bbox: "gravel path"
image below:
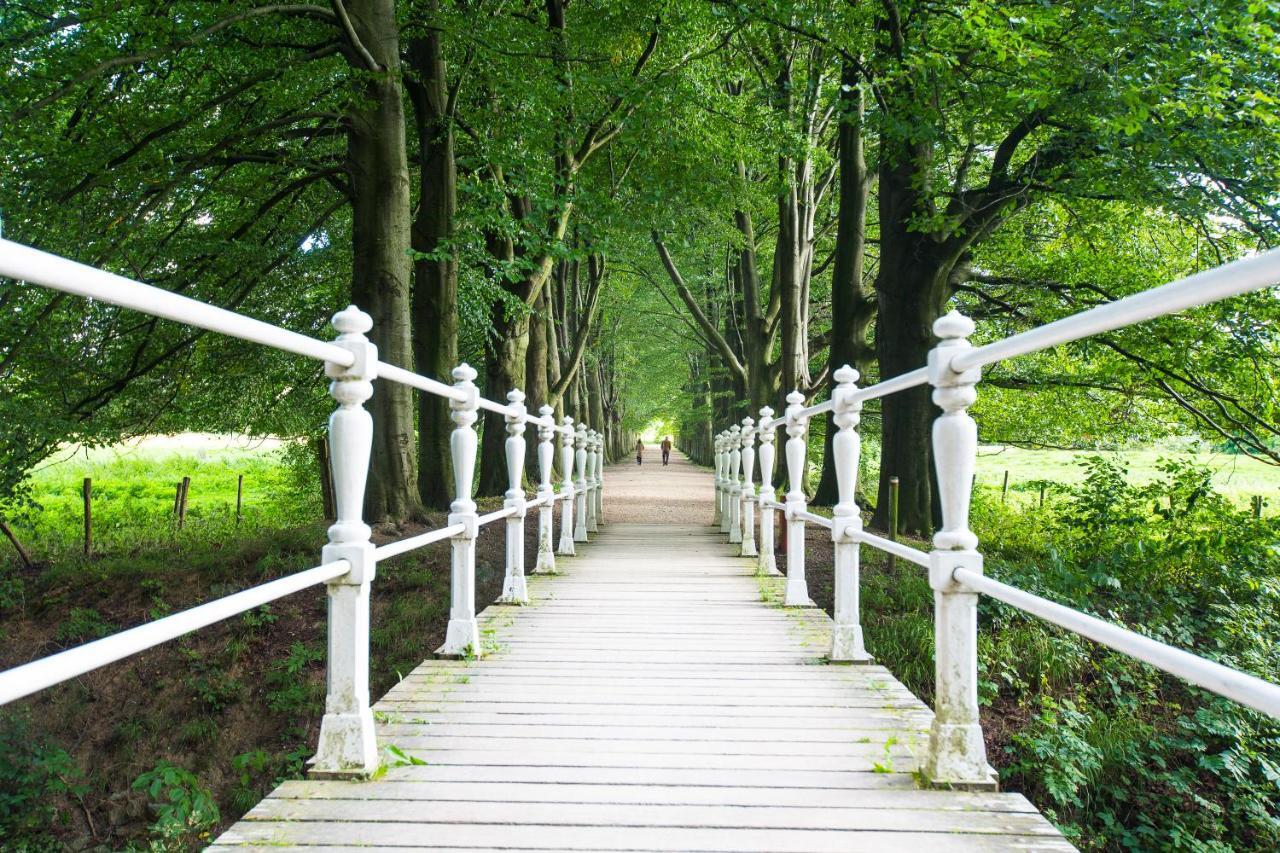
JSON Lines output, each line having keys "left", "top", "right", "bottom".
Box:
{"left": 603, "top": 448, "right": 714, "bottom": 525}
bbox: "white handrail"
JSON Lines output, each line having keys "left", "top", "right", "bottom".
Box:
{"left": 953, "top": 567, "right": 1280, "bottom": 720}
{"left": 477, "top": 506, "right": 519, "bottom": 526}
{"left": 374, "top": 523, "right": 466, "bottom": 561}
{"left": 759, "top": 367, "right": 930, "bottom": 429}
{"left": 952, "top": 248, "right": 1280, "bottom": 373}
{"left": 0, "top": 560, "right": 350, "bottom": 706}
{"left": 0, "top": 238, "right": 354, "bottom": 366}
{"left": 376, "top": 362, "right": 467, "bottom": 402}
{"left": 796, "top": 510, "right": 833, "bottom": 529}
{"left": 856, "top": 530, "right": 930, "bottom": 567}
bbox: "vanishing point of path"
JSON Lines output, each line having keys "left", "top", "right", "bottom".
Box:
{"left": 212, "top": 450, "right": 1071, "bottom": 851}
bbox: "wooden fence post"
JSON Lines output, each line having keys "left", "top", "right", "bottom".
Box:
{"left": 178, "top": 476, "right": 190, "bottom": 529}
{"left": 887, "top": 476, "right": 900, "bottom": 571}
{"left": 82, "top": 477, "right": 92, "bottom": 557}
{"left": 923, "top": 310, "right": 996, "bottom": 790}
{"left": 783, "top": 391, "right": 812, "bottom": 607}
{"left": 236, "top": 474, "right": 244, "bottom": 526}
{"left": 1001, "top": 470, "right": 1009, "bottom": 504}
{"left": 556, "top": 416, "right": 576, "bottom": 556}
{"left": 437, "top": 363, "right": 482, "bottom": 658}
{"left": 830, "top": 365, "right": 871, "bottom": 663}
{"left": 311, "top": 304, "right": 378, "bottom": 779}
{"left": 499, "top": 389, "right": 530, "bottom": 605}
{"left": 0, "top": 519, "right": 33, "bottom": 570}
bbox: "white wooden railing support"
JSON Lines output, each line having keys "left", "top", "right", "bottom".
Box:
{"left": 923, "top": 312, "right": 997, "bottom": 789}
{"left": 718, "top": 433, "right": 731, "bottom": 533}
{"left": 713, "top": 433, "right": 724, "bottom": 526}
{"left": 829, "top": 366, "right": 872, "bottom": 663}
{"left": 499, "top": 390, "right": 530, "bottom": 605}
{"left": 436, "top": 364, "right": 482, "bottom": 658}
{"left": 593, "top": 432, "right": 605, "bottom": 524}
{"left": 534, "top": 405, "right": 558, "bottom": 574}
{"left": 311, "top": 306, "right": 379, "bottom": 779}
{"left": 587, "top": 431, "right": 600, "bottom": 534}
{"left": 573, "top": 423, "right": 589, "bottom": 542}
{"left": 783, "top": 391, "right": 813, "bottom": 607}
{"left": 556, "top": 416, "right": 577, "bottom": 556}
{"left": 756, "top": 408, "right": 779, "bottom": 575}
{"left": 739, "top": 416, "right": 757, "bottom": 557}
{"left": 727, "top": 425, "right": 743, "bottom": 544}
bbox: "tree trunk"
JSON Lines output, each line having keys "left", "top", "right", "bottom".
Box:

____

= Your instructions =
Could the entries above be restated word for word, with the pictures left out?

= Answer space =
bbox: "gravel path"
image below:
JSON Lines output, each line having keys "left", "top", "right", "bottom".
Box:
{"left": 603, "top": 448, "right": 714, "bottom": 525}
bbox: "white handrail"
JSON Lines output, each line having keys "left", "top", "right", "bottom".
Box:
{"left": 953, "top": 567, "right": 1280, "bottom": 720}
{"left": 477, "top": 506, "right": 519, "bottom": 526}
{"left": 374, "top": 523, "right": 466, "bottom": 561}
{"left": 759, "top": 367, "right": 930, "bottom": 429}
{"left": 952, "top": 248, "right": 1280, "bottom": 373}
{"left": 0, "top": 560, "right": 350, "bottom": 706}
{"left": 0, "top": 238, "right": 354, "bottom": 366}
{"left": 376, "top": 362, "right": 467, "bottom": 402}
{"left": 796, "top": 510, "right": 833, "bottom": 529}
{"left": 856, "top": 530, "right": 930, "bottom": 567}
bbox: "vanishing point of path"
JSON Lines output, each line having keys "left", "top", "right", "bottom".
Box:
{"left": 212, "top": 450, "right": 1071, "bottom": 851}
bbox: "wooden fence post"
JSON Lines output, each line having keys "left", "top", "right", "bottom".
Box:
{"left": 178, "top": 476, "right": 190, "bottom": 529}
{"left": 887, "top": 476, "right": 900, "bottom": 571}
{"left": 82, "top": 477, "right": 92, "bottom": 557}
{"left": 923, "top": 310, "right": 996, "bottom": 790}
{"left": 783, "top": 391, "right": 812, "bottom": 607}
{"left": 236, "top": 474, "right": 244, "bottom": 526}
{"left": 1001, "top": 470, "right": 1009, "bottom": 504}
{"left": 556, "top": 416, "right": 576, "bottom": 556}
{"left": 437, "top": 363, "right": 482, "bottom": 658}
{"left": 830, "top": 365, "right": 871, "bottom": 663}
{"left": 311, "top": 304, "right": 378, "bottom": 779}
{"left": 499, "top": 389, "right": 530, "bottom": 605}
{"left": 0, "top": 519, "right": 33, "bottom": 570}
bbox: "white wooden railing support"
JSON Lines output, each line having keys "left", "top", "right", "bottom".
Box:
{"left": 923, "top": 312, "right": 997, "bottom": 789}
{"left": 718, "top": 433, "right": 731, "bottom": 533}
{"left": 713, "top": 433, "right": 724, "bottom": 526}
{"left": 829, "top": 366, "right": 872, "bottom": 663}
{"left": 499, "top": 390, "right": 530, "bottom": 605}
{"left": 436, "top": 364, "right": 482, "bottom": 658}
{"left": 593, "top": 432, "right": 605, "bottom": 524}
{"left": 534, "top": 405, "right": 558, "bottom": 574}
{"left": 311, "top": 306, "right": 379, "bottom": 779}
{"left": 587, "top": 431, "right": 600, "bottom": 534}
{"left": 573, "top": 423, "right": 589, "bottom": 542}
{"left": 783, "top": 391, "right": 813, "bottom": 607}
{"left": 556, "top": 416, "right": 577, "bottom": 556}
{"left": 756, "top": 408, "right": 779, "bottom": 575}
{"left": 739, "top": 416, "right": 757, "bottom": 557}
{"left": 727, "top": 425, "right": 743, "bottom": 544}
bbox: "tree trunk"
JSON Lines output, each line having keys "left", "top", "right", "bottom".
Box:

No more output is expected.